**EXERCISE GOAL**
The records below hold a stretch from the line with "each like (691,734)." through the line with "each like (424,610)."; return exactly those lines, ends included, and nothing more.

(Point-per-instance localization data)
-*-*-

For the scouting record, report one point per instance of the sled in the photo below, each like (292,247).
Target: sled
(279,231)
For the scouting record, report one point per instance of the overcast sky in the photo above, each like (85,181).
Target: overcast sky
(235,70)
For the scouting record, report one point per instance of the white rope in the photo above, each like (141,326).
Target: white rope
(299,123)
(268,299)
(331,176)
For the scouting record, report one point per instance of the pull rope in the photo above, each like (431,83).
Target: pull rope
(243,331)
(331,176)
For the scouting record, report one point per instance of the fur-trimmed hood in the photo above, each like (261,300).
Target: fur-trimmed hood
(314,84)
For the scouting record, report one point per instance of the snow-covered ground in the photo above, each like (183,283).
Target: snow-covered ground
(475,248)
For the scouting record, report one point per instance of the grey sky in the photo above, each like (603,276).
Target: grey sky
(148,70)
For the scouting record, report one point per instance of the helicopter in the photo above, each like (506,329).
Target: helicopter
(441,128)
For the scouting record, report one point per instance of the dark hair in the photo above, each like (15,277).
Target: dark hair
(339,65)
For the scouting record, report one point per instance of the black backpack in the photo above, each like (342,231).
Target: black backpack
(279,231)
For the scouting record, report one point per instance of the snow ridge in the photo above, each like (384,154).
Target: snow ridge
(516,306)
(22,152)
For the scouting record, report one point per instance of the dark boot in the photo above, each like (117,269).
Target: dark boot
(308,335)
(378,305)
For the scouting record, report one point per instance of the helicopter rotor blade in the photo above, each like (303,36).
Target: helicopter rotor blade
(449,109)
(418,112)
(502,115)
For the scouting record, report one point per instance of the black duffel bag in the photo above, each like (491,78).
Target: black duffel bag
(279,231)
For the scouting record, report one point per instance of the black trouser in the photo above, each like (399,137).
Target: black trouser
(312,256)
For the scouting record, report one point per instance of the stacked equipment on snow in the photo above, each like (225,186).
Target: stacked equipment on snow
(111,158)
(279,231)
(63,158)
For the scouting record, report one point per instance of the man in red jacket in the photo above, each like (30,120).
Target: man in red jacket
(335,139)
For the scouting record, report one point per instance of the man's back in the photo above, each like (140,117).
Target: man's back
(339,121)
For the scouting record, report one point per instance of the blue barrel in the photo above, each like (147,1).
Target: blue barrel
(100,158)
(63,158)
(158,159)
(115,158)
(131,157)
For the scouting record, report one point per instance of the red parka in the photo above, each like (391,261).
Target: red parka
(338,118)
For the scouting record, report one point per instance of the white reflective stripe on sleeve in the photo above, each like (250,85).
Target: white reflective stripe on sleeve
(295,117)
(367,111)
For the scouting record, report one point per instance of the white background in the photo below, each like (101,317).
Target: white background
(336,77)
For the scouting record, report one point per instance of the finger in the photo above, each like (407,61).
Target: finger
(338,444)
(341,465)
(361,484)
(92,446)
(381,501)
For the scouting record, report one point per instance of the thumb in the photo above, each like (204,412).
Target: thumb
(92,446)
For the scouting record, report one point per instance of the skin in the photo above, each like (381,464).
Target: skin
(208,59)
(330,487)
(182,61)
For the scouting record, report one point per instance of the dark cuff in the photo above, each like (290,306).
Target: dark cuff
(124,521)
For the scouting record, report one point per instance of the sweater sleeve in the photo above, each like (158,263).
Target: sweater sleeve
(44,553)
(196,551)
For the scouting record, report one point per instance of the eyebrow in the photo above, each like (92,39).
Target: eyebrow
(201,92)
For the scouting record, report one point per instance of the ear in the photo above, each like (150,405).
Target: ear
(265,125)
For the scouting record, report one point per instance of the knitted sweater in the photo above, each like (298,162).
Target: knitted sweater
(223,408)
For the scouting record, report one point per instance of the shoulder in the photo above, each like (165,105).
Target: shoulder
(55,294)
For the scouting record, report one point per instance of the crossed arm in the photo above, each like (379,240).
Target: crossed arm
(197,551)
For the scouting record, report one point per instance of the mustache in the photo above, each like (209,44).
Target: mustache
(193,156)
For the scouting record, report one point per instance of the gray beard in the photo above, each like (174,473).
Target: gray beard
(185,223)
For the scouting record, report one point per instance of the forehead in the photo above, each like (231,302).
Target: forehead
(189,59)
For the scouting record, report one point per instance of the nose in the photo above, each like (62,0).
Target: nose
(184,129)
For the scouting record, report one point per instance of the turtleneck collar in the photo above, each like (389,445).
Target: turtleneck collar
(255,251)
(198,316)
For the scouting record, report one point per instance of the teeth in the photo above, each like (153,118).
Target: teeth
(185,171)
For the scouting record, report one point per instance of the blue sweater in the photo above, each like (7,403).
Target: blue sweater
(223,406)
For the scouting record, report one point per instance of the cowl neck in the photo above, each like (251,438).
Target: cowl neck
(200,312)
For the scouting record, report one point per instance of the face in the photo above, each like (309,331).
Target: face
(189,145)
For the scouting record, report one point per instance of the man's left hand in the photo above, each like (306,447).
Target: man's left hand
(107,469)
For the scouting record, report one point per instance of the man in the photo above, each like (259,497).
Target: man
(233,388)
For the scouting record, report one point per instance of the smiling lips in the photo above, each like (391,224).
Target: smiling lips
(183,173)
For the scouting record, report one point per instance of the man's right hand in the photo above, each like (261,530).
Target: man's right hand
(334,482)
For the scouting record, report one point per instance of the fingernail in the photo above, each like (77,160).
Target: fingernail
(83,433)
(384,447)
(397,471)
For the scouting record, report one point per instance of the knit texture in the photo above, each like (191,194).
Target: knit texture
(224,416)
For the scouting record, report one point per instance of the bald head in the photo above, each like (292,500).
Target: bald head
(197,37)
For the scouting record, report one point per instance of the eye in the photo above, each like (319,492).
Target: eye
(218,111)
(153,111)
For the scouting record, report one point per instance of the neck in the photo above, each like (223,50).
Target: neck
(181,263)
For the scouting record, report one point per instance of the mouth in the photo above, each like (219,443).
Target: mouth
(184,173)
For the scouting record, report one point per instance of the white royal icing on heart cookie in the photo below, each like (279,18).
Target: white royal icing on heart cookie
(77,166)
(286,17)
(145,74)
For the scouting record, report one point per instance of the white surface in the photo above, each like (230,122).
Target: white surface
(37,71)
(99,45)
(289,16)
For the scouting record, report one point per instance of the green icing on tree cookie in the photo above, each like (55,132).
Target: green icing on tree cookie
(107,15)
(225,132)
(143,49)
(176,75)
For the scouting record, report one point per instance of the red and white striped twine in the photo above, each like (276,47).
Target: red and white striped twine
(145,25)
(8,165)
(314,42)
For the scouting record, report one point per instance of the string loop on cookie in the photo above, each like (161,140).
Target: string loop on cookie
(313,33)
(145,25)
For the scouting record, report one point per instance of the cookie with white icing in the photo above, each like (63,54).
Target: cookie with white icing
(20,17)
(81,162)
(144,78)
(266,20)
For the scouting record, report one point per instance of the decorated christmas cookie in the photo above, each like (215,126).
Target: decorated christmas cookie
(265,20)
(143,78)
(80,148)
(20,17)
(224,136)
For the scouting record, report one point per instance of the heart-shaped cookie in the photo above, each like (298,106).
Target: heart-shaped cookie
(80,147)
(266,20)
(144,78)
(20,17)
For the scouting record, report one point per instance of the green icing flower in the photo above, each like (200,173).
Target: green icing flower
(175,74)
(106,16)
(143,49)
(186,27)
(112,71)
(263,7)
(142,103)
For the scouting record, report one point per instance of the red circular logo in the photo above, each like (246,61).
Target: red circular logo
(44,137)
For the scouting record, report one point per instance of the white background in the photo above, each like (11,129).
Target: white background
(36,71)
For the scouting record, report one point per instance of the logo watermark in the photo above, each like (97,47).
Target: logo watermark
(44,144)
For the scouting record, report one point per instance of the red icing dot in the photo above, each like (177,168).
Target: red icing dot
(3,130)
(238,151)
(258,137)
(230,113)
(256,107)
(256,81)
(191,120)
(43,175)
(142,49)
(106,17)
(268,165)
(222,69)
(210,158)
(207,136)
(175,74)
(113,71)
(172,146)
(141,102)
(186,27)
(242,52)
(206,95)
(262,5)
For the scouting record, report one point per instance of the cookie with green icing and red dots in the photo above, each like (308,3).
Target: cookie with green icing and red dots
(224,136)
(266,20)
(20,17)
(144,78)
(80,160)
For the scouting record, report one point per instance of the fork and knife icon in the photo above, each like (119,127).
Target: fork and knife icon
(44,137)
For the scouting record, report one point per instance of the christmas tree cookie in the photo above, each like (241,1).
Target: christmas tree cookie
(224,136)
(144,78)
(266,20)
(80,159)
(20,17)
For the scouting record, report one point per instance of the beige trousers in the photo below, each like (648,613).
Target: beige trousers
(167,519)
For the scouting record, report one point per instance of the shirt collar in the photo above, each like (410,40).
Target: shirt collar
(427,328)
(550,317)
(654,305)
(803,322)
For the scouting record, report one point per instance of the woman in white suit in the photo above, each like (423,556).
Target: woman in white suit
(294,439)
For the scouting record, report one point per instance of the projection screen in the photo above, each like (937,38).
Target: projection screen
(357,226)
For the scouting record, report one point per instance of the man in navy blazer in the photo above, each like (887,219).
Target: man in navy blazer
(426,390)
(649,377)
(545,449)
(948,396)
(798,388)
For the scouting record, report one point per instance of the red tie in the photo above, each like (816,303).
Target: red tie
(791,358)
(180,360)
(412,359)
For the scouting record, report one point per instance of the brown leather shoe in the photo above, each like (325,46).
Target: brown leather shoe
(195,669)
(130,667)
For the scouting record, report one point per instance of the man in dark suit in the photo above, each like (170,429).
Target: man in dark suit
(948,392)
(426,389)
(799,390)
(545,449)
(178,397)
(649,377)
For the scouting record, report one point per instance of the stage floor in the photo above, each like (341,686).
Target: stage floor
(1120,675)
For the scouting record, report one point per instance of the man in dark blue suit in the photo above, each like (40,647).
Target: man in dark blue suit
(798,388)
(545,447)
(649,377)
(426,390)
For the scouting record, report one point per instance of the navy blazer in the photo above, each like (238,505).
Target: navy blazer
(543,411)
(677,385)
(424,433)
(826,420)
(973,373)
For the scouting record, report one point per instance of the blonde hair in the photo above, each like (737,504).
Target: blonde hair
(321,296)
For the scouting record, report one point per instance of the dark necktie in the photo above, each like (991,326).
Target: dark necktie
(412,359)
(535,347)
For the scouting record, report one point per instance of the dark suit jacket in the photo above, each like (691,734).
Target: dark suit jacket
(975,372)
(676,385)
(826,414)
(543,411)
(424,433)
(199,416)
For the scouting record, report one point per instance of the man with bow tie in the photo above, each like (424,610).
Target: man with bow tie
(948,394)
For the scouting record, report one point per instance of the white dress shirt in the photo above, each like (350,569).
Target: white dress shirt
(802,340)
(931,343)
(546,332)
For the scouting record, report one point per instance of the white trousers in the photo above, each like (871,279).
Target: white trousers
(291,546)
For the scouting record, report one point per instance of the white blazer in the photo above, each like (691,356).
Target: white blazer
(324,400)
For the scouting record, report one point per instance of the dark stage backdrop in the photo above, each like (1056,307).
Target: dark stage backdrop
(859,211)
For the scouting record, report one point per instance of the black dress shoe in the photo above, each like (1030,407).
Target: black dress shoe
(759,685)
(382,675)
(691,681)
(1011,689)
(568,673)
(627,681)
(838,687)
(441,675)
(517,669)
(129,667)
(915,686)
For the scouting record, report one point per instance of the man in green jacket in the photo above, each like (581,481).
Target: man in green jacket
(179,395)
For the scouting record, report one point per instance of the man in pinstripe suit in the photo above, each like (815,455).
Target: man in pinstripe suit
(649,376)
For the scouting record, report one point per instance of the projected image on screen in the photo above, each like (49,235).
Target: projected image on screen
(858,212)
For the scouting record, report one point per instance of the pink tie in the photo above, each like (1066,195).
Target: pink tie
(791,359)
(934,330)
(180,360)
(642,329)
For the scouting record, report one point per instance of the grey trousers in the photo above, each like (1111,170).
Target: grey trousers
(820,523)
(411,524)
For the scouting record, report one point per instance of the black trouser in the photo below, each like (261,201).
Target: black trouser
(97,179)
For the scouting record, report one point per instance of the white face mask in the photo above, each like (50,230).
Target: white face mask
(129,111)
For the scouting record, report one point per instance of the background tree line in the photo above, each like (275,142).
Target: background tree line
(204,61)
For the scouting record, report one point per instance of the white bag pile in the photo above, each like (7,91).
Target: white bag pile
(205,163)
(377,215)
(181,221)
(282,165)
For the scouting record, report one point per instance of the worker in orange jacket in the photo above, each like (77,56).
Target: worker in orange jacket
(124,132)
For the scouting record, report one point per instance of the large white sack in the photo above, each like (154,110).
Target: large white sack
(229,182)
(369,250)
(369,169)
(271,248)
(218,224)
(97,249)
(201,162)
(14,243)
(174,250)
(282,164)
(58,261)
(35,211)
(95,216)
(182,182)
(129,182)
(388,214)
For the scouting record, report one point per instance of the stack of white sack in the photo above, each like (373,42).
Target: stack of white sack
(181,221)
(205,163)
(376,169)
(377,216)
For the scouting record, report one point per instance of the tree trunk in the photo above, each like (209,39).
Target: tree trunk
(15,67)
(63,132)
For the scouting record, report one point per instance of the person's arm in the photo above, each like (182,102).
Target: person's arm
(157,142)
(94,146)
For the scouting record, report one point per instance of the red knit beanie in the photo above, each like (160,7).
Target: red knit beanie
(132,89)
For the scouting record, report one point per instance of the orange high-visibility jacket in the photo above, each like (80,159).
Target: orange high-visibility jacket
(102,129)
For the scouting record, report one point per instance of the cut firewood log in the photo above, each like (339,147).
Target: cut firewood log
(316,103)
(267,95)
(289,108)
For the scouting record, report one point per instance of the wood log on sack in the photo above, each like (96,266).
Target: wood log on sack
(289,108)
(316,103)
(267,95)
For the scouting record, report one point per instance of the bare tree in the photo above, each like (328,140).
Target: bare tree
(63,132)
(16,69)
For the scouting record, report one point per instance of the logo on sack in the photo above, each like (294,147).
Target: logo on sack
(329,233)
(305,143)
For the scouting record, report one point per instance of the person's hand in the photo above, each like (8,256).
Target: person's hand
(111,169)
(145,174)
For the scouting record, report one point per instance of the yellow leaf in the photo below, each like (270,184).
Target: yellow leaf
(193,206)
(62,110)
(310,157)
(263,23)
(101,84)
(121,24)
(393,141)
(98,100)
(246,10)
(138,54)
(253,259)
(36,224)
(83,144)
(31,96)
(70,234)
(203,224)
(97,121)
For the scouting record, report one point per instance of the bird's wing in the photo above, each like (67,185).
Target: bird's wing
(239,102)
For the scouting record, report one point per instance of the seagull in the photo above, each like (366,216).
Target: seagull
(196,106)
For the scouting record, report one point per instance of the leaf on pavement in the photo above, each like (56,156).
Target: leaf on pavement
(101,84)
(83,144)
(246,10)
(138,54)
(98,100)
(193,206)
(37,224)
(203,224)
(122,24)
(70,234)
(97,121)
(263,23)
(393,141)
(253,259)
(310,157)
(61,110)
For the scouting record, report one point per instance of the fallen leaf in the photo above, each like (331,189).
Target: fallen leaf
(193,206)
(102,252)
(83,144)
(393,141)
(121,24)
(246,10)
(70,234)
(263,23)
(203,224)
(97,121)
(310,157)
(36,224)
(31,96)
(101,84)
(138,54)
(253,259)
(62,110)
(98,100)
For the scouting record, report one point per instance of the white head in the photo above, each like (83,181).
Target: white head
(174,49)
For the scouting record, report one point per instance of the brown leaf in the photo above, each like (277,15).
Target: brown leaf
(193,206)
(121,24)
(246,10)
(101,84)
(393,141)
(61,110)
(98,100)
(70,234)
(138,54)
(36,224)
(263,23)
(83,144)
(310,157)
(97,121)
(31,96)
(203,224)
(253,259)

-*-*-

**COMPLETED EXERCISE**
For the scouting record, report one point per instance of the dark suit jacket in the photo above, each like (691,734).
Target: dark suit jacket
(975,372)
(676,385)
(826,414)
(543,411)
(424,433)
(199,416)
For the scouting record, report one point per instance of the man with bow tie in the photo above, each like (424,610).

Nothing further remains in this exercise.